In the records below, print the lines exactly as they appear, beginning with the line that contains "the street light" and continuing through the last line of the records.

Source records

** Start **

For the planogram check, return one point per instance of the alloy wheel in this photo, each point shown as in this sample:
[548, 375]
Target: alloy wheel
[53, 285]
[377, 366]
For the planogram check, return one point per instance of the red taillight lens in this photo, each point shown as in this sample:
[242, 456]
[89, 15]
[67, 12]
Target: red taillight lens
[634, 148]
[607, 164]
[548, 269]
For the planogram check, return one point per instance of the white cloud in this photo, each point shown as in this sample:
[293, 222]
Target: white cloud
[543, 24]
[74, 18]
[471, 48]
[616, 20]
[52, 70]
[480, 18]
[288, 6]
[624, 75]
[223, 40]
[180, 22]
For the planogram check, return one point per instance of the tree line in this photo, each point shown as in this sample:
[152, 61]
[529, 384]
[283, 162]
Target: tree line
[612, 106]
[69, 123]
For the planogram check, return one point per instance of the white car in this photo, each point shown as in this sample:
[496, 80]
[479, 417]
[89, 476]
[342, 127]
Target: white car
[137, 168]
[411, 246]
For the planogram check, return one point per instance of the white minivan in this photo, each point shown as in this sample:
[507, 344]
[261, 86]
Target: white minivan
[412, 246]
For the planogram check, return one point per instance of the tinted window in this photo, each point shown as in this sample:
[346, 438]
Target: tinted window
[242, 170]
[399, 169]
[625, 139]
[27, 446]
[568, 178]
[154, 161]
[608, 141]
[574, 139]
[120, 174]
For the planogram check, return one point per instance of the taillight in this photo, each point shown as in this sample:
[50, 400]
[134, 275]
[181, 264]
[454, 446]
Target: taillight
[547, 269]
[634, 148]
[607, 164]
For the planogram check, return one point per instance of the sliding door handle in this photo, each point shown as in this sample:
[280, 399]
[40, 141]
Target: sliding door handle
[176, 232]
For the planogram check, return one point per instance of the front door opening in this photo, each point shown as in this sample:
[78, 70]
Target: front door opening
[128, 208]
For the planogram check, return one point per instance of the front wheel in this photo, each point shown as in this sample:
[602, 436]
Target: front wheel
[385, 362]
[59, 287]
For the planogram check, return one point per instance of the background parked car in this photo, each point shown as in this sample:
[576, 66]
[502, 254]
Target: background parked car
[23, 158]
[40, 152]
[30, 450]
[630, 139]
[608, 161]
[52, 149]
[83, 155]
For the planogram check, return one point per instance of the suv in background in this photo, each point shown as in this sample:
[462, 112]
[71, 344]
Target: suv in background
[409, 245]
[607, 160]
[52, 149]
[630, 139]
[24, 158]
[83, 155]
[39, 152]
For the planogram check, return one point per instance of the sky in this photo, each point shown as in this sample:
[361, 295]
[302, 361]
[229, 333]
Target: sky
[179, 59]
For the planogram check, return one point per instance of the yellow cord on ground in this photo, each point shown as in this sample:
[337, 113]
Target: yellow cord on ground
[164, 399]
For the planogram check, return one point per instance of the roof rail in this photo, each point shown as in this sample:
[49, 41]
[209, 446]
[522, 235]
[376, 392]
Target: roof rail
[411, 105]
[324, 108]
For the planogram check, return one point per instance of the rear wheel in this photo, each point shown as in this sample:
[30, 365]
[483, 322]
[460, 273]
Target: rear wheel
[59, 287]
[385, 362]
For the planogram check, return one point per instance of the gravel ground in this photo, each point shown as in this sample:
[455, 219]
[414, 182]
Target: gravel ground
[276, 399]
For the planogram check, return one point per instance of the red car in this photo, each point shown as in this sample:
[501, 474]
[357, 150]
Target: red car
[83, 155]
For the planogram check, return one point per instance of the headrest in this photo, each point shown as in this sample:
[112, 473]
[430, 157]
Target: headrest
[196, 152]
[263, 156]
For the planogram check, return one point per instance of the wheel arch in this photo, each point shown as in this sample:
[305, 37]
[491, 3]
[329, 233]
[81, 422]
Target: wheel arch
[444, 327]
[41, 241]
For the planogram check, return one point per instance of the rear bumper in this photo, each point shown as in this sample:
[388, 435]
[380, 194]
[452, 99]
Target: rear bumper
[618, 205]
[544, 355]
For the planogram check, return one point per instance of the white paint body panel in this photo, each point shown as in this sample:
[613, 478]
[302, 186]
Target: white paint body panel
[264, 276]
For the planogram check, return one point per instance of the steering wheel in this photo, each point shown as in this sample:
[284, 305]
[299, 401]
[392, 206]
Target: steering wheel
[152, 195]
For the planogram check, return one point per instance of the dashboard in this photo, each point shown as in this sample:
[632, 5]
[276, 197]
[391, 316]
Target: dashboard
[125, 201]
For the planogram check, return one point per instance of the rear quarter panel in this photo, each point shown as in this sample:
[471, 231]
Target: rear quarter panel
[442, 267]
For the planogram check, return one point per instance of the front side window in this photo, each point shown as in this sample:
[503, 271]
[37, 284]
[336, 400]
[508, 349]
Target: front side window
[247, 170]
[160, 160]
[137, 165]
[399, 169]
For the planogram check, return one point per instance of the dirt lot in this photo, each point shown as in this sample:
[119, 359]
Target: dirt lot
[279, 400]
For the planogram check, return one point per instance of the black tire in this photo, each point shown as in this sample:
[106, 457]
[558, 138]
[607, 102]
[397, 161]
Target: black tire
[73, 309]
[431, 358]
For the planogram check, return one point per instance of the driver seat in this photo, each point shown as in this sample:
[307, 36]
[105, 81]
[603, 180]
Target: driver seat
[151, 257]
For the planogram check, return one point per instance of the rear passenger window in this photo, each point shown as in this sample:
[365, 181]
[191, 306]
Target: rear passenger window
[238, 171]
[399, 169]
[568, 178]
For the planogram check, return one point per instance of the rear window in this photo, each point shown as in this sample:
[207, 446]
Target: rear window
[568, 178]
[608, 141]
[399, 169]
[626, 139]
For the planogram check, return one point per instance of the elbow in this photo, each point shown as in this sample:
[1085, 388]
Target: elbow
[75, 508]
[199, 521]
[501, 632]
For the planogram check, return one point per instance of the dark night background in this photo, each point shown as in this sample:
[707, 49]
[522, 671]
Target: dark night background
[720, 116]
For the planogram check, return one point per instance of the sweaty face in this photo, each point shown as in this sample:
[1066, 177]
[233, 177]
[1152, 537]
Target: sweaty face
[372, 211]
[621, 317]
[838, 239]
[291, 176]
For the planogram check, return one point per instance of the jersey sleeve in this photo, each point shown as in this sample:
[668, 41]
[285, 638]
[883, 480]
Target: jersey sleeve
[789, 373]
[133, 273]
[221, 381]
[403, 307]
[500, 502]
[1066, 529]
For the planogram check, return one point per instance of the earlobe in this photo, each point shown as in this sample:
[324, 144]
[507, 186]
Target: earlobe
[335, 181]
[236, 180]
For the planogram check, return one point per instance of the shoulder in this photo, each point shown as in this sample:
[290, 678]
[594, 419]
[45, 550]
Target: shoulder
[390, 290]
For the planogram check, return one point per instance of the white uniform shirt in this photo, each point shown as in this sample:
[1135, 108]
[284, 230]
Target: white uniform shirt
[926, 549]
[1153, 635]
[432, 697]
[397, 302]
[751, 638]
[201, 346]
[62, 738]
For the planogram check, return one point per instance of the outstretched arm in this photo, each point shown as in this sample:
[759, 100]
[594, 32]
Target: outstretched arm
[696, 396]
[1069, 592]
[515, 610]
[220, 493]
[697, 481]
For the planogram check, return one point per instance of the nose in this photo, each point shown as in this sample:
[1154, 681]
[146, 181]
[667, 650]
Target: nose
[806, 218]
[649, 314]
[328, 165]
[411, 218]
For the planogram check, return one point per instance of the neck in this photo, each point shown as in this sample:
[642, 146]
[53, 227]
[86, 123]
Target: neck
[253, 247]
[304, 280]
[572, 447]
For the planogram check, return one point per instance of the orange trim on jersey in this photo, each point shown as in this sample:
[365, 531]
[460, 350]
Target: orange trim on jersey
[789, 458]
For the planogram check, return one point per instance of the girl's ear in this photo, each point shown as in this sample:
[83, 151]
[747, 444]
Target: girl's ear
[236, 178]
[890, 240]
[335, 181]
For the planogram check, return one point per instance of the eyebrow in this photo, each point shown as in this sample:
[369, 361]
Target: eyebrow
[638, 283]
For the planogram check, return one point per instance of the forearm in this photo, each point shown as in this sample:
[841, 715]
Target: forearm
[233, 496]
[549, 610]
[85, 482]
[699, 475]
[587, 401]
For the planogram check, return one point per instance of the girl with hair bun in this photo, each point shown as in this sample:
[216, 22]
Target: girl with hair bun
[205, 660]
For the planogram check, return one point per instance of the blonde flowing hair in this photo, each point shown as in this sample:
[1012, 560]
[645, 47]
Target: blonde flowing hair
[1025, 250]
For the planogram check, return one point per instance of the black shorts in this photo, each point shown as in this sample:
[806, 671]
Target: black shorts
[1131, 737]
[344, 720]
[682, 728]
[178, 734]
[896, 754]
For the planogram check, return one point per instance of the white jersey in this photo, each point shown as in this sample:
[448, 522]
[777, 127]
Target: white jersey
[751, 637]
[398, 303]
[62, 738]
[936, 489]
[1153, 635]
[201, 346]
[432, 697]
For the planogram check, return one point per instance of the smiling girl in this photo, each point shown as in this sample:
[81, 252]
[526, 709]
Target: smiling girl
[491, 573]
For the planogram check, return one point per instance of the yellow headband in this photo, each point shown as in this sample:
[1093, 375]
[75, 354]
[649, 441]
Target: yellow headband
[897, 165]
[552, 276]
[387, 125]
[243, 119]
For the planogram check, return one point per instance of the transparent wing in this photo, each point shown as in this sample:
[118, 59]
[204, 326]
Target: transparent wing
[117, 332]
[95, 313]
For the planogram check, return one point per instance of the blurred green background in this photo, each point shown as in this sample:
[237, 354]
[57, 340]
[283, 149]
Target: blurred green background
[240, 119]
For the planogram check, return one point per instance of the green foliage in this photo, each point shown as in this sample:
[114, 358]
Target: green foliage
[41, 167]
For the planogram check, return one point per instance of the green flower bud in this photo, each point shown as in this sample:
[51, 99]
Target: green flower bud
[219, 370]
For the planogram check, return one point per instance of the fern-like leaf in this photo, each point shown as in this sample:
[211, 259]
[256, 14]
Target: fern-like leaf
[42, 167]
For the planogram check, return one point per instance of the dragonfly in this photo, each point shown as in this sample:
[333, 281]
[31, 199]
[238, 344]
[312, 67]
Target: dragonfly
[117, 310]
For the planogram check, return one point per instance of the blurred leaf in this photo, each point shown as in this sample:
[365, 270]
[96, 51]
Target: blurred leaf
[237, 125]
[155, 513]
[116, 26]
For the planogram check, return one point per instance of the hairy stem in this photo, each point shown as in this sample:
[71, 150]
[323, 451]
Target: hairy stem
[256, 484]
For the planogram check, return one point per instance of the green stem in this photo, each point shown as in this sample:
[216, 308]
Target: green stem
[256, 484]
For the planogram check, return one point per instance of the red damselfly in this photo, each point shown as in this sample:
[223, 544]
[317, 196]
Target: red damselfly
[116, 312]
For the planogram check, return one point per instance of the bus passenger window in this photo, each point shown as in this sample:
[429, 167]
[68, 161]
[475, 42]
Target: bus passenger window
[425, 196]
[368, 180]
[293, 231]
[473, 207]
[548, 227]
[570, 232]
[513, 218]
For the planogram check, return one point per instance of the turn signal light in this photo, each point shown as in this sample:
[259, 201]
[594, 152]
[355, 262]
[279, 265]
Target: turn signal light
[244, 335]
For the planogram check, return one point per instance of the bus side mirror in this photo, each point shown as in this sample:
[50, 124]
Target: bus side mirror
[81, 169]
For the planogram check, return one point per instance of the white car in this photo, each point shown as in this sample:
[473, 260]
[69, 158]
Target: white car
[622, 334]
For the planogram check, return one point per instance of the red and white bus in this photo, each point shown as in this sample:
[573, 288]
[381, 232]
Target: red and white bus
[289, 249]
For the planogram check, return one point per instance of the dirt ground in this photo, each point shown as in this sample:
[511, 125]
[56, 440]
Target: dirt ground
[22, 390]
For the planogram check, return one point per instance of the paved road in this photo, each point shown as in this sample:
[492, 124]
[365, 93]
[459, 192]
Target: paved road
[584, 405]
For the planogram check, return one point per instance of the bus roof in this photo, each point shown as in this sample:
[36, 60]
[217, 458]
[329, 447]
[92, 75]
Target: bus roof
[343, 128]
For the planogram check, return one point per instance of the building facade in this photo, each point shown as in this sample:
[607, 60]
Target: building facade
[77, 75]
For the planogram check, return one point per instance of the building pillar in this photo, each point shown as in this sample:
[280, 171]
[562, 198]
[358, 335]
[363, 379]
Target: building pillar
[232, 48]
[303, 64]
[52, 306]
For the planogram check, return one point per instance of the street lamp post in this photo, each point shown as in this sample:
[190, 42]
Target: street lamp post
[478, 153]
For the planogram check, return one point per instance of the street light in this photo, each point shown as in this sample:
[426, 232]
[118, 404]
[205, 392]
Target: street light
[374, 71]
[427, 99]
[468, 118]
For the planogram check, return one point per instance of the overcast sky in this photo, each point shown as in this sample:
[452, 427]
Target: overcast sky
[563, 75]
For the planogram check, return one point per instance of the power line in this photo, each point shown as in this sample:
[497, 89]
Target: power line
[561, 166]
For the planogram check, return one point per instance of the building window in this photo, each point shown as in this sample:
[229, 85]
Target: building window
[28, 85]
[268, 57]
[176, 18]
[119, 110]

** End **

Final result
For the planogram check, return one point per instance of the street light in this photo, each point shown as in this sample:
[426, 232]
[118, 404]
[205, 392]
Target: street light
[374, 71]
[427, 99]
[468, 118]
For the planogram check, return one point per instance of the overcast sky in this photo, each point shown as in this sample:
[452, 427]
Target: overcast sky
[563, 75]
For the planogram check, return one point per instance of the power line in this photo, each point shown as in this sample:
[497, 89]
Target: power line
[561, 166]
For the planogram check, return one point per instance of the building window in this photo, each point shown as in this sample:
[229, 85]
Target: building window
[28, 85]
[268, 57]
[176, 18]
[119, 110]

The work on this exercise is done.